Information provided:
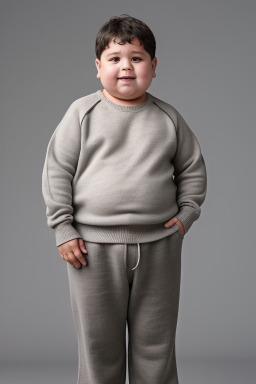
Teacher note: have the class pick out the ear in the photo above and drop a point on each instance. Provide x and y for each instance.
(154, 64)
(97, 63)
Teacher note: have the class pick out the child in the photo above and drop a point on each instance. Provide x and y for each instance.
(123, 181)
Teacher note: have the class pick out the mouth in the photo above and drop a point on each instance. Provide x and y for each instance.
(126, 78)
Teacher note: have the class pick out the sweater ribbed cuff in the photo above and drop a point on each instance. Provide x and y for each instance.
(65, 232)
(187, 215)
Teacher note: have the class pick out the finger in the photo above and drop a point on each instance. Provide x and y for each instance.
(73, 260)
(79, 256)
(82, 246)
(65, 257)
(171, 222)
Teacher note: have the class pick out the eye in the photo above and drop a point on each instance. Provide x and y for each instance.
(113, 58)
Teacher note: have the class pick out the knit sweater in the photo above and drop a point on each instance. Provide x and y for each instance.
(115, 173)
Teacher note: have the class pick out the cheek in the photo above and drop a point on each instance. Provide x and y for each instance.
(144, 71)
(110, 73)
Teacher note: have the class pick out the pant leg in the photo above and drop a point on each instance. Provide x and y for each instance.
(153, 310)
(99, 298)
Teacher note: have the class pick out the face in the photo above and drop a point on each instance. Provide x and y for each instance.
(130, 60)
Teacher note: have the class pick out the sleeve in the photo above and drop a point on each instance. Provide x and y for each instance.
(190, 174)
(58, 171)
...
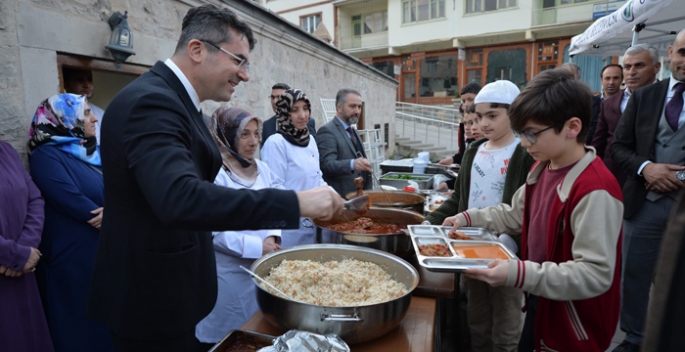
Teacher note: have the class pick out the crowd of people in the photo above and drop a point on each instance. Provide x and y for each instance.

Exercise brief: Count the lines in the listing above that contain the word "sweater". Give only the number.

Solution to the problem: 2